> WHAT IS NEEDED: Say how many lines in the rows below contain the word "wicker", matching case exactly. Give only the number.

> RECORD EXCERPTS:
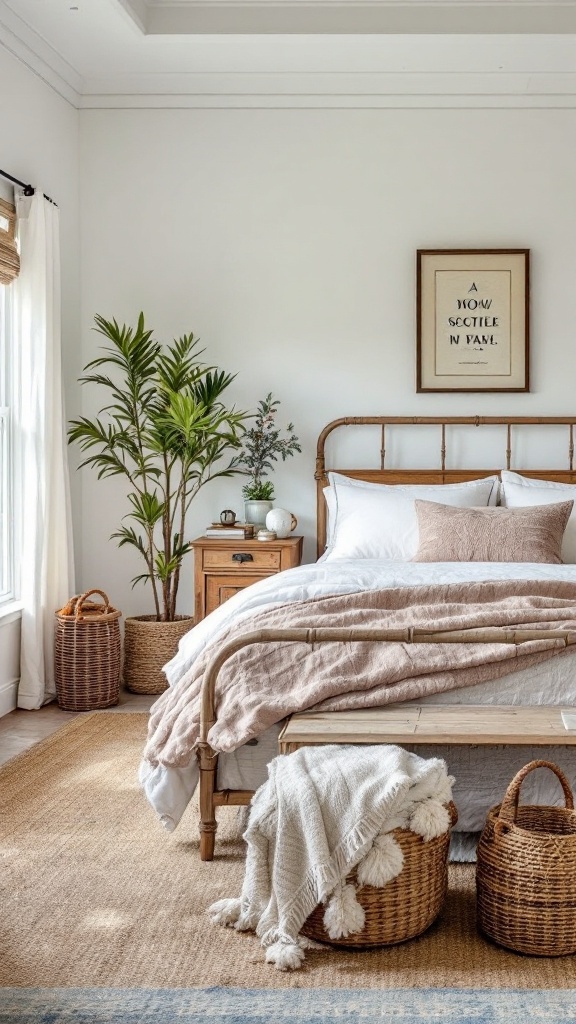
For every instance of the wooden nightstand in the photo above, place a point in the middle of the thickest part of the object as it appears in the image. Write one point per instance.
(223, 567)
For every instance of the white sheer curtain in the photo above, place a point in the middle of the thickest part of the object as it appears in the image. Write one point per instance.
(46, 574)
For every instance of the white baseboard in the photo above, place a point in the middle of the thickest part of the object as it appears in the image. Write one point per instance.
(9, 662)
(8, 693)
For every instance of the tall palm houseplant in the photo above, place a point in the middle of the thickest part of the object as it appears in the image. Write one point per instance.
(166, 429)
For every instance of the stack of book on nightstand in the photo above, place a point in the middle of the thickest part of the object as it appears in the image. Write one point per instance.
(240, 530)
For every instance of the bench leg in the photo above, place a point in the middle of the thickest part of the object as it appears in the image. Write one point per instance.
(208, 823)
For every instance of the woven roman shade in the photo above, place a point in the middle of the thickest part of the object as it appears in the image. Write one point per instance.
(9, 259)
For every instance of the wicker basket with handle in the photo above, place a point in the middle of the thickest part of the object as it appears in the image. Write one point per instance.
(404, 907)
(87, 653)
(526, 872)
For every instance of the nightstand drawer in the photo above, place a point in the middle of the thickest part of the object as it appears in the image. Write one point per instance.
(220, 588)
(259, 559)
(218, 576)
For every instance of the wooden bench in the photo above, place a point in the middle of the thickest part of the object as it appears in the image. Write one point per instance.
(412, 723)
(403, 732)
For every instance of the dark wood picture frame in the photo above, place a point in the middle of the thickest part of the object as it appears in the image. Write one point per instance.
(472, 309)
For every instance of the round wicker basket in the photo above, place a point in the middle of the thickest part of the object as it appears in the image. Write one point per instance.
(404, 907)
(87, 653)
(148, 646)
(526, 872)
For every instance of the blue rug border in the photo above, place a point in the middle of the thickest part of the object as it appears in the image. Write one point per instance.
(290, 1005)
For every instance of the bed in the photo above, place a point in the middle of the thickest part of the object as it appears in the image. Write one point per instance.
(354, 562)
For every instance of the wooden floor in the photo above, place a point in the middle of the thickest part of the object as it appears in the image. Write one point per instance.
(22, 729)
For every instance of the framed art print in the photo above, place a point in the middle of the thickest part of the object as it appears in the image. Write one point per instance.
(472, 320)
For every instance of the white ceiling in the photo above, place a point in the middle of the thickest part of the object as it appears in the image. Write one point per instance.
(298, 52)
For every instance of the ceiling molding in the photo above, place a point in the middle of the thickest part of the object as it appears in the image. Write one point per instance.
(39, 57)
(333, 89)
(327, 16)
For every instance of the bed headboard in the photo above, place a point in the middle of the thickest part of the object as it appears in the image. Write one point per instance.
(442, 474)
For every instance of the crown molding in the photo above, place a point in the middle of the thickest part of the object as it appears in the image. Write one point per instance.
(331, 16)
(39, 57)
(333, 90)
(222, 89)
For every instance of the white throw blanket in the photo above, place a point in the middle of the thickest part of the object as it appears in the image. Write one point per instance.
(323, 811)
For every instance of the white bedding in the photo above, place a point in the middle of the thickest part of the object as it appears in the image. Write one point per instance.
(482, 774)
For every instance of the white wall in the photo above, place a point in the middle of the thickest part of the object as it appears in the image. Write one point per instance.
(286, 239)
(40, 146)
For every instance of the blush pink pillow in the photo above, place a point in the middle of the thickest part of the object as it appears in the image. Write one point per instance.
(491, 535)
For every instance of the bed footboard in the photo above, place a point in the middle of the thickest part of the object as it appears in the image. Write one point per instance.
(211, 797)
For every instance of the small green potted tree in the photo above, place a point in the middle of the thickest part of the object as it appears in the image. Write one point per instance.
(166, 430)
(262, 444)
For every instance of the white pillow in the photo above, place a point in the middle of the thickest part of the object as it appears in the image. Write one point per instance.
(378, 520)
(520, 492)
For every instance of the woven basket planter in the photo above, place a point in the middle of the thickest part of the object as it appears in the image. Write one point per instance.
(404, 907)
(148, 646)
(526, 872)
(87, 653)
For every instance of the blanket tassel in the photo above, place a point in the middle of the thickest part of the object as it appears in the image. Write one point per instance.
(343, 914)
(224, 911)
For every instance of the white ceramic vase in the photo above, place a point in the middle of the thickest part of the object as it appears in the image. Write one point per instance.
(282, 522)
(255, 512)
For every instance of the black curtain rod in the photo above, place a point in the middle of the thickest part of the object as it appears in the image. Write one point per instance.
(28, 189)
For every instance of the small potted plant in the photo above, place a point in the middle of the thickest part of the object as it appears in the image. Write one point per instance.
(262, 444)
(166, 430)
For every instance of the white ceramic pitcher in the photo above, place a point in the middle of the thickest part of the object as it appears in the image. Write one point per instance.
(281, 521)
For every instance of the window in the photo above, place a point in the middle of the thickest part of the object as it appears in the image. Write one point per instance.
(7, 568)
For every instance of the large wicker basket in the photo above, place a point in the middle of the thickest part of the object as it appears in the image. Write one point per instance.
(526, 872)
(404, 907)
(87, 653)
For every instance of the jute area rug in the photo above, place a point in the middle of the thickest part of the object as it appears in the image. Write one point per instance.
(94, 893)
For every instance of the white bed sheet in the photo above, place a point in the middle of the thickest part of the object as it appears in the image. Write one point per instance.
(482, 773)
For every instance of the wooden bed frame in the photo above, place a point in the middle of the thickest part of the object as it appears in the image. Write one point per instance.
(210, 796)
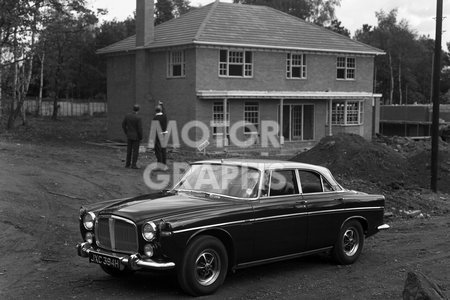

> SOLUTION: 3